▶ Text to read

------------------------

But thanks again for the write up and the work, really nice.

Cheers.

qcolombet · January 27, 2022, 5:26pm

Hi Vasileios,

Spilling to registers is actually already possible with the existing allocator.
See https://lists.llvm.org/pipermail/llvm-dev/2019-December/137700.html

Depending on how you write to your vector registers that may be tricky to pull off, but I thought I share the information to make sure we’re not reinventing something that is already there.

Cheers,
-Quentin

Momchil_Velikov · January 27, 2022, 5:34pm

It’s interesting how this interacts with lazy save/restore of the FP context across context switches.

~chill

vporpo · January 27, 2022, 6:10pm

Thanks for your comments Sjoerd,

So far I have only tried a small synthetic test on AArch64, like the one with the back-to-back spills and reloads, and it seems to improve performance there too. I definitely need to do some more extensive performance evaluation, including AArch64.
I have seen a few SPEC benchmarks improve, not just x264, but this depends on the compiler options used and the exact compiler commit checked out. But yeah the performance improvements are usually around .5%.

------------------------

Dataset rows
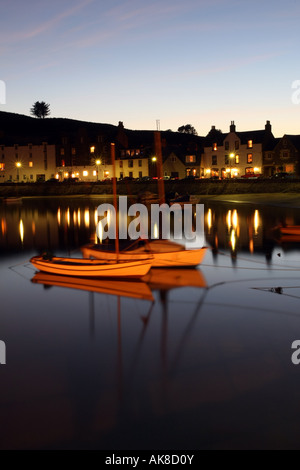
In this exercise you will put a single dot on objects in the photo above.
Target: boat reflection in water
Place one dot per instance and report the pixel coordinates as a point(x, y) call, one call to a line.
point(158, 279)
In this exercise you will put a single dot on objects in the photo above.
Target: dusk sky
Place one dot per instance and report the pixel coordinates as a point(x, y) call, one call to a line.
point(203, 62)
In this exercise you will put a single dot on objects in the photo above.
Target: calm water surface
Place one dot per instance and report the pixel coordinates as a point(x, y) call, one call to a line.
point(205, 366)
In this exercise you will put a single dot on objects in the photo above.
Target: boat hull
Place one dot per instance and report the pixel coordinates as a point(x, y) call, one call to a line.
point(173, 259)
point(91, 268)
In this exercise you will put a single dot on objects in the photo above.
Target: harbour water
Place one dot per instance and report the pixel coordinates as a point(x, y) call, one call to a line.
point(194, 360)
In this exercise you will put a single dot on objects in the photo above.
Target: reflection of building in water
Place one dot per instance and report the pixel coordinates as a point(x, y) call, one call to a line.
point(42, 228)
point(234, 231)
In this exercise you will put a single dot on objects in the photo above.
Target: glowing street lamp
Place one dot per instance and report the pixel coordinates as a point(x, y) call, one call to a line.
point(231, 156)
point(18, 165)
point(98, 163)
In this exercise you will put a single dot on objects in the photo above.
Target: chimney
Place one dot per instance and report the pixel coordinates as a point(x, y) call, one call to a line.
point(232, 127)
point(268, 127)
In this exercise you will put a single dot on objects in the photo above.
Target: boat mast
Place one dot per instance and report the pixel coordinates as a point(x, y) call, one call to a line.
point(161, 183)
point(113, 160)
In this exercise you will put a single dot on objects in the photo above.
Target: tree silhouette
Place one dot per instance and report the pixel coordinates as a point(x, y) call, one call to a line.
point(40, 109)
point(187, 129)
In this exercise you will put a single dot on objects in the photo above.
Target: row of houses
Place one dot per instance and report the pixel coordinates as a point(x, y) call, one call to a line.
point(78, 153)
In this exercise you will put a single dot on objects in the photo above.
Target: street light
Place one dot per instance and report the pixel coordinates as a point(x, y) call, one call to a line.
point(18, 165)
point(232, 156)
point(98, 163)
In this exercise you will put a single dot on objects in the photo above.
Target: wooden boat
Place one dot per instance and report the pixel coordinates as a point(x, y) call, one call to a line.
point(166, 279)
point(91, 268)
point(161, 253)
point(121, 288)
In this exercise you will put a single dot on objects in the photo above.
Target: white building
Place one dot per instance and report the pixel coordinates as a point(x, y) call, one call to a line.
point(27, 163)
point(236, 154)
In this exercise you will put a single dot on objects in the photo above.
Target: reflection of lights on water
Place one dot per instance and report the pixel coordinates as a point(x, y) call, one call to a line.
point(233, 240)
point(68, 216)
point(209, 219)
point(87, 218)
point(228, 220)
point(3, 226)
point(155, 232)
point(21, 230)
point(59, 216)
point(256, 222)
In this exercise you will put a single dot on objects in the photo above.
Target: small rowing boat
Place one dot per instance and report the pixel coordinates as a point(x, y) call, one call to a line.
point(91, 268)
point(161, 254)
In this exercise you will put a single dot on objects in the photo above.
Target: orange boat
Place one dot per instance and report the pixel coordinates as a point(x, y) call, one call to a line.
point(91, 268)
point(161, 254)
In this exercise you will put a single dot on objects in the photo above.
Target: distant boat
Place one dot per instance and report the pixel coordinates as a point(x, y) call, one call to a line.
point(91, 268)
point(161, 253)
point(121, 288)
point(182, 200)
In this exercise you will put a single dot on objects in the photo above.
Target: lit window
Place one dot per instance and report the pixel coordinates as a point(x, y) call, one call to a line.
point(190, 159)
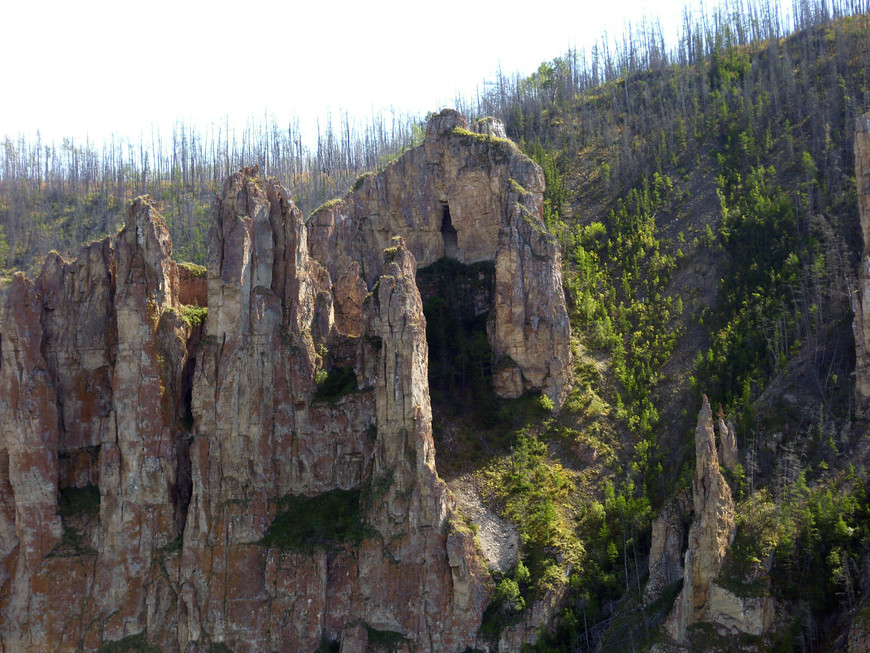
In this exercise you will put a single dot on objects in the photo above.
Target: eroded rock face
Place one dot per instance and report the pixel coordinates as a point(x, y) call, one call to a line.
point(666, 547)
point(468, 194)
point(861, 298)
point(192, 440)
point(93, 358)
point(709, 535)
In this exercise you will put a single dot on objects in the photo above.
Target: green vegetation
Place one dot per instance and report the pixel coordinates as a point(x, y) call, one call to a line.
point(327, 520)
point(384, 641)
point(335, 384)
point(79, 501)
point(129, 644)
point(538, 496)
point(193, 315)
point(197, 271)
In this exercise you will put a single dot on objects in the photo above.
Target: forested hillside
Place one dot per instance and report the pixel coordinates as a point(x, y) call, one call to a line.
point(704, 196)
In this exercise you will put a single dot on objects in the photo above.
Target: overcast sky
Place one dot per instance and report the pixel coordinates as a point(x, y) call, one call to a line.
point(94, 67)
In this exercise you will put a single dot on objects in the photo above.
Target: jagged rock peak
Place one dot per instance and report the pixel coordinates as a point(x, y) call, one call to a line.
point(710, 533)
point(467, 194)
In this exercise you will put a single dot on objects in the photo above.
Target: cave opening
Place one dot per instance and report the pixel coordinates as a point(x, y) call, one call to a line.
point(448, 233)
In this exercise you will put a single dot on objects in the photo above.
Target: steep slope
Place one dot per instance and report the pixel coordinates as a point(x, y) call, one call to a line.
point(265, 480)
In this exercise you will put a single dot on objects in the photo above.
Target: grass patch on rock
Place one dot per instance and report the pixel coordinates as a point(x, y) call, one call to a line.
point(328, 520)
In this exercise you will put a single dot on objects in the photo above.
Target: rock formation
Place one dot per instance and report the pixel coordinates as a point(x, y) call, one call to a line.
point(702, 599)
point(727, 443)
point(146, 460)
point(666, 547)
point(861, 297)
point(710, 533)
point(468, 194)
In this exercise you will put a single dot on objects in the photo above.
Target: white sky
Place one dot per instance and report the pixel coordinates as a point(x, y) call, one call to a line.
point(94, 67)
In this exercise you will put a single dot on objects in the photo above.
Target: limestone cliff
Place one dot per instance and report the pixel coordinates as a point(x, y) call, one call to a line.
point(710, 533)
point(703, 597)
point(861, 297)
point(146, 461)
point(468, 194)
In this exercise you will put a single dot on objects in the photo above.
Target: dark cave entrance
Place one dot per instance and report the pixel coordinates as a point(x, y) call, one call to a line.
point(448, 233)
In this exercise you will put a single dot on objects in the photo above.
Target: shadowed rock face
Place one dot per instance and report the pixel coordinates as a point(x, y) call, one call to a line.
point(100, 378)
point(469, 194)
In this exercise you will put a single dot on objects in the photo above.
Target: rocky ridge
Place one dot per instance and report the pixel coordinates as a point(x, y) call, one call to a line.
point(703, 598)
point(146, 460)
point(469, 194)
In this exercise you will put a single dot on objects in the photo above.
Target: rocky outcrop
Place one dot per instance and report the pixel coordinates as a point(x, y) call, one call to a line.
point(861, 297)
point(727, 443)
point(469, 194)
point(666, 547)
point(190, 445)
point(709, 535)
point(100, 351)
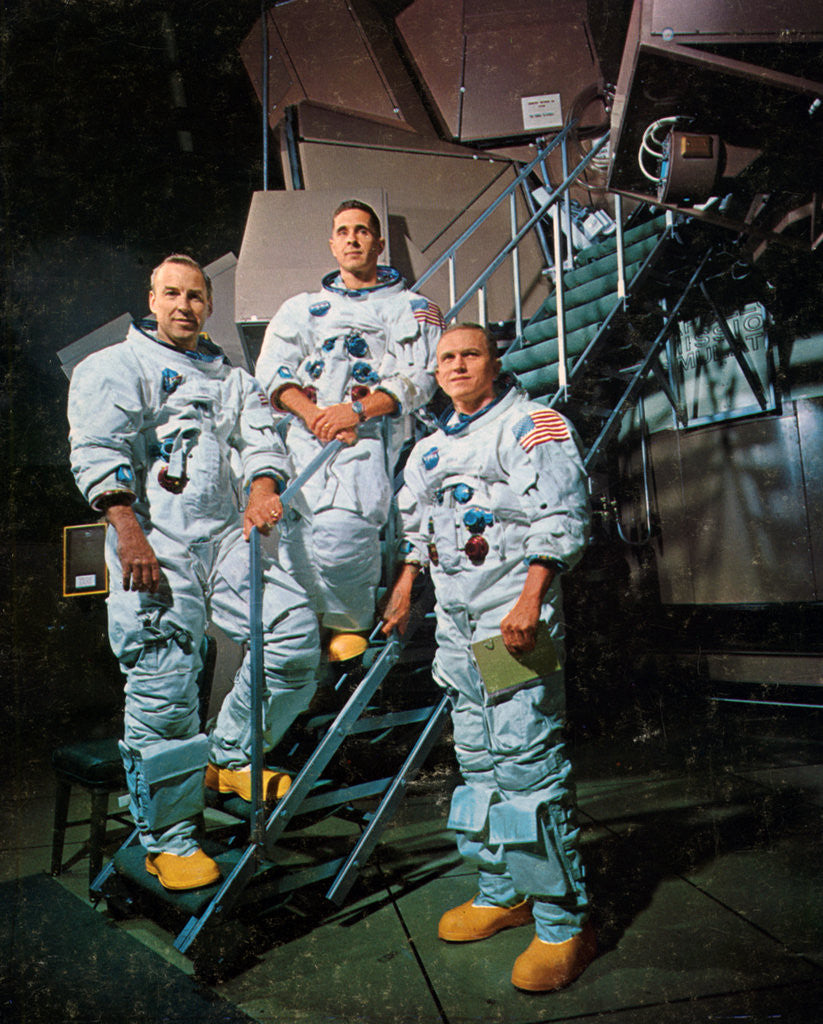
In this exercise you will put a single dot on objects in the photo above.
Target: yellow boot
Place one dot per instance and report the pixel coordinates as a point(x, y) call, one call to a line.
point(345, 646)
point(178, 873)
point(548, 966)
point(275, 783)
point(468, 923)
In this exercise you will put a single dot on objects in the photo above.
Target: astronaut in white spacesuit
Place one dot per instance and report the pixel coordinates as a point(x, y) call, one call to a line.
point(495, 504)
point(164, 434)
point(349, 361)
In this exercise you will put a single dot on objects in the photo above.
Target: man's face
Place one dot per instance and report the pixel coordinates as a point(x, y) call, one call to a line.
point(466, 370)
point(355, 246)
point(180, 303)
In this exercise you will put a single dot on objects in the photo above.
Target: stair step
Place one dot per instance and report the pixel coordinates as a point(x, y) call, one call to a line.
point(593, 281)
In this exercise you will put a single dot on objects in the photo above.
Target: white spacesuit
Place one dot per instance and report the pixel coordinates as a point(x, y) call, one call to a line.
point(170, 427)
point(483, 497)
point(338, 345)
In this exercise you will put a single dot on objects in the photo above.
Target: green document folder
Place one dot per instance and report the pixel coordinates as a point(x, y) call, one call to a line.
point(504, 674)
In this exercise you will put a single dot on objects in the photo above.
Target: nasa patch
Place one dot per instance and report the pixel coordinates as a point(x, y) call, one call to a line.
point(171, 381)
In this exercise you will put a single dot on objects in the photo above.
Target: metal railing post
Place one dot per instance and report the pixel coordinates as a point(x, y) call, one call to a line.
point(515, 264)
point(562, 379)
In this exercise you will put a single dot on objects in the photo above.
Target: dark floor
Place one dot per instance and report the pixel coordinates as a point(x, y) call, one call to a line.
point(702, 839)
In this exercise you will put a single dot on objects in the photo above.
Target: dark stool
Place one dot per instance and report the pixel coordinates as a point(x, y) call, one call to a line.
point(97, 767)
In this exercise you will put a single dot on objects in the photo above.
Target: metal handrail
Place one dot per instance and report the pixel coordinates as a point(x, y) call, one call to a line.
point(481, 218)
point(532, 220)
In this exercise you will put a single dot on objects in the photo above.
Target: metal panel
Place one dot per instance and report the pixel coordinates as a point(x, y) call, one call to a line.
point(464, 53)
point(810, 428)
point(433, 199)
point(674, 546)
point(333, 54)
point(744, 528)
point(432, 32)
point(730, 17)
point(220, 326)
point(286, 246)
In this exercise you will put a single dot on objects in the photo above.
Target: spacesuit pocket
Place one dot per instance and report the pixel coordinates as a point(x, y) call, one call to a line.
point(148, 638)
point(209, 488)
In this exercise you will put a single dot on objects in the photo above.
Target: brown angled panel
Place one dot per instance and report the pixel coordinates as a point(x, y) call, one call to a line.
point(432, 33)
point(734, 19)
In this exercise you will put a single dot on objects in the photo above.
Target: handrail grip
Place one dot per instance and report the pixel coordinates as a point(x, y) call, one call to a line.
point(492, 266)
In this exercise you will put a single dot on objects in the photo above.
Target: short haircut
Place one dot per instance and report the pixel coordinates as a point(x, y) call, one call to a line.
point(355, 204)
point(491, 344)
point(183, 260)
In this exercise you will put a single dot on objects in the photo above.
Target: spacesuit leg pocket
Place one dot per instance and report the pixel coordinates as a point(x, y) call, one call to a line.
point(165, 780)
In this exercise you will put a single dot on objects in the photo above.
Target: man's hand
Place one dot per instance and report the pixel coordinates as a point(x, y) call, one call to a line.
point(398, 605)
point(263, 508)
point(137, 558)
point(334, 421)
point(519, 628)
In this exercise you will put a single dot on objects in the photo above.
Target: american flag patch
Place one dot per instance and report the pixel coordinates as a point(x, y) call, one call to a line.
point(430, 313)
point(545, 425)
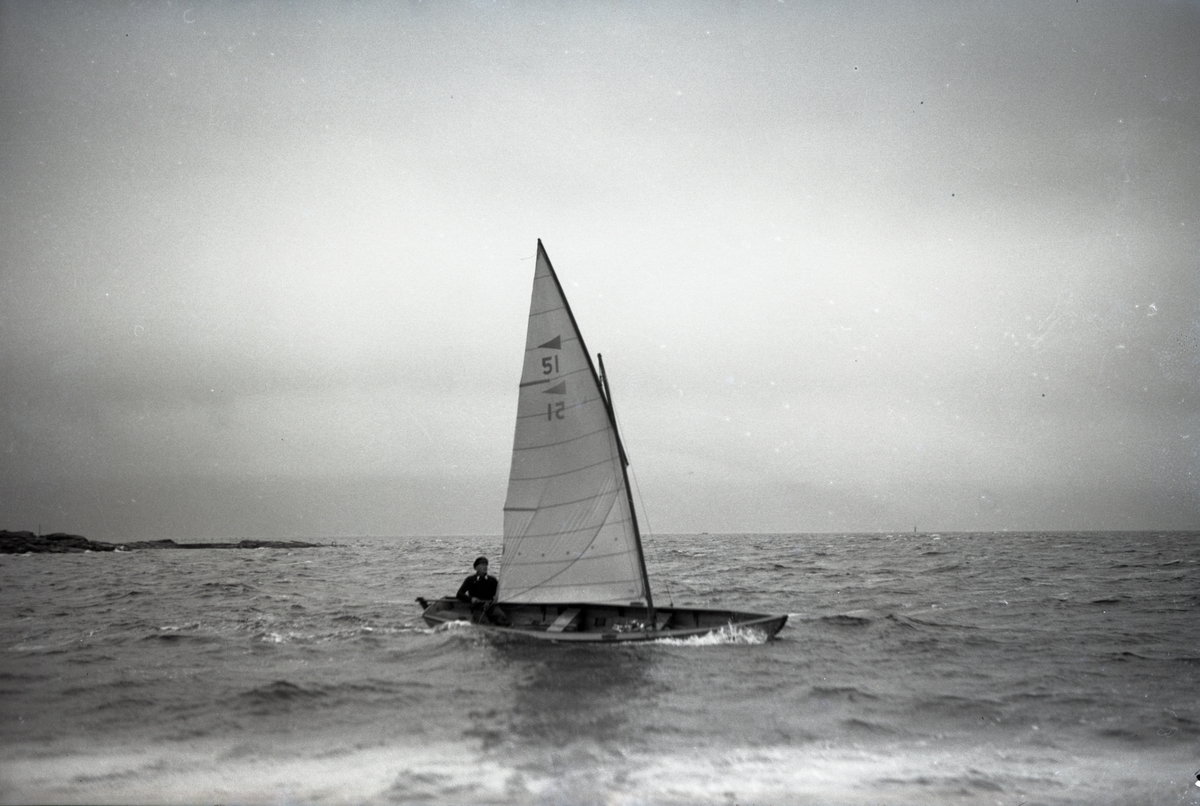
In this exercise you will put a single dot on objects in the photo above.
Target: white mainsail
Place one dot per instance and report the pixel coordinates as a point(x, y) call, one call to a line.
point(569, 534)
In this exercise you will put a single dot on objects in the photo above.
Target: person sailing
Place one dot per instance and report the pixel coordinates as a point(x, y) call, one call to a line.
point(479, 591)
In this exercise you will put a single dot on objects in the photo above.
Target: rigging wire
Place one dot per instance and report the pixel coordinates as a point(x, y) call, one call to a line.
point(648, 533)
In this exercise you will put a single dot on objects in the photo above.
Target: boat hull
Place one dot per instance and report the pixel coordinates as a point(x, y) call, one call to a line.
point(604, 623)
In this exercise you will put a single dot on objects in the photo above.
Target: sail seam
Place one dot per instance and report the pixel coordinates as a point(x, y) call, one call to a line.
point(575, 561)
point(579, 500)
point(564, 473)
point(550, 380)
point(563, 441)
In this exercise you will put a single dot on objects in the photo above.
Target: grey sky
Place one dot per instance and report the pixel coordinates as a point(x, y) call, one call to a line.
point(852, 266)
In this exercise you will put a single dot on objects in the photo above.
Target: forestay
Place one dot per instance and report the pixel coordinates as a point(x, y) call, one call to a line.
point(569, 535)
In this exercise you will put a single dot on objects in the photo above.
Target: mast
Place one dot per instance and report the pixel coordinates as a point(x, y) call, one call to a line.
point(603, 384)
point(629, 492)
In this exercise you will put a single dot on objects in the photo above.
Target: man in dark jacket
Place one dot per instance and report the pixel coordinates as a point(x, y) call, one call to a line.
point(479, 591)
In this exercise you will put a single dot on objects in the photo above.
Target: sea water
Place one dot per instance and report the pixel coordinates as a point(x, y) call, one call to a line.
point(954, 668)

------------------------

▶ To be done
Retype the forum thread above on spilling to registers in full, word for word.

▶ Answer to this exercise
But thanks again for the write up and the work, really nice.

Cheers.

qcolombet · January 27, 2022, 5:26pm

Hi Vasileios,

Spilling to registers is actually already possible with the existing allocator.
See https://lists.llvm.org/pipermail/llvm-dev/2019-December/137700.html

Depending on how you write to your vector registers that may be tricky to pull off, but I thought I share the information to make sure we’re not reinventing something that is already there.

Cheers,
-Quentin

Momchil_Velikov · January 27, 2022, 5:34pm

It’s interesting how this interacts with lazy save/restore of the FP context across context switches.

~chill

vporpo · January 27, 2022, 6:10pm

Thanks for your comments Sjoerd,

So far I have only tried a small synthetic test on AArch64, like the one with the back-to-back spills and reloads, and it seems to improve performance there too. I definitely need to do some more extensive performance evaluation, including AArch64.
I have seen a few SPEC benchmarks improve, not just x264, but this depends on the compiler options used and the exact compiler commit checked out. But yeah the performance improvements are usually around .5%.